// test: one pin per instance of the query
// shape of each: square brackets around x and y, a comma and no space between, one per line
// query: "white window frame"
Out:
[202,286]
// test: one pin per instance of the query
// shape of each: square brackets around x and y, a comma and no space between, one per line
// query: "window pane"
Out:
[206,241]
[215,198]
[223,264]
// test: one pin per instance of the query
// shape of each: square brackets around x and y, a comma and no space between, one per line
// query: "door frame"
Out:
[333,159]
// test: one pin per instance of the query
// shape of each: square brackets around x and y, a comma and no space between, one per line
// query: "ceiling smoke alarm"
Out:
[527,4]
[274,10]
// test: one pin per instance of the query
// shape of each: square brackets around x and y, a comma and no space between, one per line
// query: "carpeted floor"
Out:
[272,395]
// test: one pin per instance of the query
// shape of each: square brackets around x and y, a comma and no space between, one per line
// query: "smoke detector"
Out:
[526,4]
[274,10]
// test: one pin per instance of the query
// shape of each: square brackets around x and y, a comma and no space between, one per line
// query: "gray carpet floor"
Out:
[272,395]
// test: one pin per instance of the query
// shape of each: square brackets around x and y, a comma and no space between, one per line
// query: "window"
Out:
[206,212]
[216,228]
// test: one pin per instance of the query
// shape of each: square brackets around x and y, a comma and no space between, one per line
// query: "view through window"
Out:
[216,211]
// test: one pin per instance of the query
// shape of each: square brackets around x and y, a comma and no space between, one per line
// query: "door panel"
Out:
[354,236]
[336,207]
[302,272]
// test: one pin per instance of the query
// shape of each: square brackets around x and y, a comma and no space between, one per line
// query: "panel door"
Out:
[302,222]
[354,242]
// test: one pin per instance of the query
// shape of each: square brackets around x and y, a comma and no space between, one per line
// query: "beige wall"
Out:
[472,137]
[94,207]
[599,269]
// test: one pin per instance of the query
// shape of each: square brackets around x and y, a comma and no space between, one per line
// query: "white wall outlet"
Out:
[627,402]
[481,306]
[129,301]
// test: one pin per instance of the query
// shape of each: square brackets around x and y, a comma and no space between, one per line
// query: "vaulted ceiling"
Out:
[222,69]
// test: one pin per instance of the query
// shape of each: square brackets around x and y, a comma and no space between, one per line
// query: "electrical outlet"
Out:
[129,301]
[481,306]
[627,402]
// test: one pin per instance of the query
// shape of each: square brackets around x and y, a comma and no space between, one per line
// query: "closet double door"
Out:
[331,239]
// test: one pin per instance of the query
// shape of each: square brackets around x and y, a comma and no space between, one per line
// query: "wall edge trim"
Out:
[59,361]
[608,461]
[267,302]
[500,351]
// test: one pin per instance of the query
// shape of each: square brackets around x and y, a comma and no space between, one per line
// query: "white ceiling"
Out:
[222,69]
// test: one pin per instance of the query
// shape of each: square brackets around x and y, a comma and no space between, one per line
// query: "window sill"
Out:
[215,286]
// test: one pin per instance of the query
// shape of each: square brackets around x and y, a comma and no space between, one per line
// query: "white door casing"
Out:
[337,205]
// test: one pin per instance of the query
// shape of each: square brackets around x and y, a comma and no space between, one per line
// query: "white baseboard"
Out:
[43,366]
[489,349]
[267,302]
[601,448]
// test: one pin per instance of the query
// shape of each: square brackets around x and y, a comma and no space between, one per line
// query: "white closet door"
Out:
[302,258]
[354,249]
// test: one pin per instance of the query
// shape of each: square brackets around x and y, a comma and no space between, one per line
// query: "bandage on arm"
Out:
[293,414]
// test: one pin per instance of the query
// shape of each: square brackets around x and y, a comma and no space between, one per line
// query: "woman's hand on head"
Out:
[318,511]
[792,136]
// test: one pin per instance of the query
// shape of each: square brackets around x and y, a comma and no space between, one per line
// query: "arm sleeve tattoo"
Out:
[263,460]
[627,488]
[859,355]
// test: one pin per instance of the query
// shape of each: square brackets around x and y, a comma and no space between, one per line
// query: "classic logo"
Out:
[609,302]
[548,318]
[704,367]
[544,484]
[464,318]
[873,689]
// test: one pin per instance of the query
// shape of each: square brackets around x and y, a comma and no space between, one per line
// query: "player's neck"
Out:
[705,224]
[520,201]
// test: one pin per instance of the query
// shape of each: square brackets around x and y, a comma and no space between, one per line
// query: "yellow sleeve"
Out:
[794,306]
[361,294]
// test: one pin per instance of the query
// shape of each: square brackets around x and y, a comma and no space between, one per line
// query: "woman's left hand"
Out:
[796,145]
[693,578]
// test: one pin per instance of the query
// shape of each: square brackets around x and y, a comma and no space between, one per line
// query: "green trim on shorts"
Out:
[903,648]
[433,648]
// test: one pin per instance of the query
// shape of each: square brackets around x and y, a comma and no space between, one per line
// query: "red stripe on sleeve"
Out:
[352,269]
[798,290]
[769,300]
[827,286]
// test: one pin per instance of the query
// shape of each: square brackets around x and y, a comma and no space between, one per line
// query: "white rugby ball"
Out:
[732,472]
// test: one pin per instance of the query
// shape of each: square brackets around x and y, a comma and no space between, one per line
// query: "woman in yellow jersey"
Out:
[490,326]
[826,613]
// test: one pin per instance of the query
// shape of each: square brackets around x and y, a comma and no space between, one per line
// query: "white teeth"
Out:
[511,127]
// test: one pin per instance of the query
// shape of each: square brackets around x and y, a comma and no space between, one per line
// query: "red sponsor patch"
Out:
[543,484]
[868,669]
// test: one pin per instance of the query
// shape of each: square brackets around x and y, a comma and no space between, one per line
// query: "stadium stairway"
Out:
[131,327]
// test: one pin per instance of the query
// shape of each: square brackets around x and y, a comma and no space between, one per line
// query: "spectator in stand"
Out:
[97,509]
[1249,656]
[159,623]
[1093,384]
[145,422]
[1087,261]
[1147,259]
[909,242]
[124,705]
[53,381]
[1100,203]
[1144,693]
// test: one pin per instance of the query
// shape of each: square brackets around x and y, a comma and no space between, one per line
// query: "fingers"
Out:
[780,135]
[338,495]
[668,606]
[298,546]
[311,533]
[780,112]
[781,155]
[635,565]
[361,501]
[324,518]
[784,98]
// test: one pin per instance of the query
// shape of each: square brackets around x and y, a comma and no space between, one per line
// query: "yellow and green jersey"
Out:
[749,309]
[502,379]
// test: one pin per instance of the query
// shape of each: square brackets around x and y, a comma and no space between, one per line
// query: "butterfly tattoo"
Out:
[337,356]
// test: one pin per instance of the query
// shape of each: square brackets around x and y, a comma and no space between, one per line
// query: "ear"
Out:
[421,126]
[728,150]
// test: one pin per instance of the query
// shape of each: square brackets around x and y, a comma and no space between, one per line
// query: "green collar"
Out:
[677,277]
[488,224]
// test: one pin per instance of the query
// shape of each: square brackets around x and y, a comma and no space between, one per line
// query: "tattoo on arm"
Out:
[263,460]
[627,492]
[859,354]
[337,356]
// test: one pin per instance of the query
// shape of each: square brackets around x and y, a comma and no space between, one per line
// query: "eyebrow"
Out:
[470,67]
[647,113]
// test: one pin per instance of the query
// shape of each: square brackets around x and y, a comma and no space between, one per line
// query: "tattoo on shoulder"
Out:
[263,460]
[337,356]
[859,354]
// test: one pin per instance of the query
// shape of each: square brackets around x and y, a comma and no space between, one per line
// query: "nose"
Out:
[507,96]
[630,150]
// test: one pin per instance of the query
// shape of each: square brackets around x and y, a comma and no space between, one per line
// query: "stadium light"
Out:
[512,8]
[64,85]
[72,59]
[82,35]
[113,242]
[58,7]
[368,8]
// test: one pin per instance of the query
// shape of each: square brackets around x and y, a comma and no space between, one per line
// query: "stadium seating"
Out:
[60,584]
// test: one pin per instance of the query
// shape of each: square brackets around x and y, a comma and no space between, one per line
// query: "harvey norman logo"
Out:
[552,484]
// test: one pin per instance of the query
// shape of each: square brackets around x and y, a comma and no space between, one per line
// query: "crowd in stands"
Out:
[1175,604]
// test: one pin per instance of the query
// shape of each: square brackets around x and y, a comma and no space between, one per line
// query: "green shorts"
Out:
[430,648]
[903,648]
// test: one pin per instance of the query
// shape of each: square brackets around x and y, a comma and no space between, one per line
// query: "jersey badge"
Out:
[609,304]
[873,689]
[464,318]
____________________
How many lines in the entries above contain the string "outlet"? Case counts, so reply with the number alone.

2